* SOURCE TEXT *
☆ ☆ ☆ ☆

Single by N.E.R.D. featuring Lee Harvey and Vita

from the album In Search of... and Kiss of the Dragon (soundtrack)
- Released: May 21, 2001
- Recorded: 2000
- Genre: Rap rock; nu metal; hard rock;
- Length: 3:33 (electronic version); 3:29 (rock version);
- Label: Virgin
- Songwriters: Pharrell Williams; Charles Hugo; Gene Thornton;
- Producer: The Neptunes

N.E.R.D. singles chronology
|  | "Lapdance" (2001) | "Rock Star" (2002) |

Music video
- "Lapdance" on YouTube

= Lapdance (song) =

"Lapdance" is a song by American rock and hip-hop band N.E.R.D. from their debut studio album, In Search of... The song features rappers Lee Harvey and Vita, and was produced by the Neptunes.

☆ ☆ ☆ ☆

* SOURCE MATERIAL *
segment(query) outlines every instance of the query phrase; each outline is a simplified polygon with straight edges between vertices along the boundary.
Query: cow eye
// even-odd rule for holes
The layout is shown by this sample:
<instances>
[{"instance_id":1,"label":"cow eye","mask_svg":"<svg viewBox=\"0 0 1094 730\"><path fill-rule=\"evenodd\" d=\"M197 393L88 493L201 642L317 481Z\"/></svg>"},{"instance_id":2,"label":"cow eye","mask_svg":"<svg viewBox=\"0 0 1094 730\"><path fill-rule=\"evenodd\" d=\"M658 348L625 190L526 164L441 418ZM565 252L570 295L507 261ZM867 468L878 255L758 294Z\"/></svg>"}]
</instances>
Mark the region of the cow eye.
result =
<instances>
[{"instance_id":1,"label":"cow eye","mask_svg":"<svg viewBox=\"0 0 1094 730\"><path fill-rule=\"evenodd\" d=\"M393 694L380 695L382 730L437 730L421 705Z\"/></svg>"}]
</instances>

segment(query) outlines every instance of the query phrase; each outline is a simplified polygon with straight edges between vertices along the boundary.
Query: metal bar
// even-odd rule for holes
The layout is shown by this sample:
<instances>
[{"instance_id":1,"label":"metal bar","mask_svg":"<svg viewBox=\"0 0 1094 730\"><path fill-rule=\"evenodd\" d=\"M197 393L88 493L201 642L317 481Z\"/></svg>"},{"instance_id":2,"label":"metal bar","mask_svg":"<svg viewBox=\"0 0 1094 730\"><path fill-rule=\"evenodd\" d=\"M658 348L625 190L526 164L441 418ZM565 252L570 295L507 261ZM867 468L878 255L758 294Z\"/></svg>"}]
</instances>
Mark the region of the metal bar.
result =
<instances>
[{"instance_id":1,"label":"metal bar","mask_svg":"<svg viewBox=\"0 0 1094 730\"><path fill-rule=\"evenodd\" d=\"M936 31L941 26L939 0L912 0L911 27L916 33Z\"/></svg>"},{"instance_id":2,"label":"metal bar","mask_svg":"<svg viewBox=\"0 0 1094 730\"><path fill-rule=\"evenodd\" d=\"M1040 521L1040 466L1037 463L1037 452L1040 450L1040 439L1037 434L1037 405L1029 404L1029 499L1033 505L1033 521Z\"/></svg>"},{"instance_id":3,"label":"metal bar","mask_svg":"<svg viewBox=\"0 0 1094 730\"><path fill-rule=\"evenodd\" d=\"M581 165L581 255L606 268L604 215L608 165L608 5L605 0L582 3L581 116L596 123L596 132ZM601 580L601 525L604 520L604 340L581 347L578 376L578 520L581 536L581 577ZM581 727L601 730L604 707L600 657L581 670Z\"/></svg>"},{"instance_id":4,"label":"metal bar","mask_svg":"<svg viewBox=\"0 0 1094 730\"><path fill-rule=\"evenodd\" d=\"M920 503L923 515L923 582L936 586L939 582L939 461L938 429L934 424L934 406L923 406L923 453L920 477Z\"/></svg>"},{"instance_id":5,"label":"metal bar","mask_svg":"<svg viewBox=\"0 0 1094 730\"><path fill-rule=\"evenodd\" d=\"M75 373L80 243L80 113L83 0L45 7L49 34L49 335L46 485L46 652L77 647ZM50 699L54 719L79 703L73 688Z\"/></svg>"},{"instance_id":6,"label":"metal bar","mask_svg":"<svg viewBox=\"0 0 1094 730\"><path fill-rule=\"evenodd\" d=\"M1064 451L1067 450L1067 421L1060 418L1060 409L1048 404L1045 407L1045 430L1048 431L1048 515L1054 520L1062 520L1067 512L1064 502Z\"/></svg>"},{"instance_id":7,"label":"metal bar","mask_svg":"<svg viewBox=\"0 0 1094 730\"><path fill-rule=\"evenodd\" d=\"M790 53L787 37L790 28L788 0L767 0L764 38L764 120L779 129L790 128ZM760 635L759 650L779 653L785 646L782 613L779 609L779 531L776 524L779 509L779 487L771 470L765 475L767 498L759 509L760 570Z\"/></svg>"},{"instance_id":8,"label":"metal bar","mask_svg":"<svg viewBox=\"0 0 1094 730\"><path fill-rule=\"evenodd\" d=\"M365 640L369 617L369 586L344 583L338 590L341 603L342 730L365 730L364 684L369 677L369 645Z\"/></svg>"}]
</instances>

☆ ☆ ☆ ☆

List every genre assigned to "Lapdance" in the text about the song.

* ANSWER SPACE *
Rap rock, nu metal, hard rock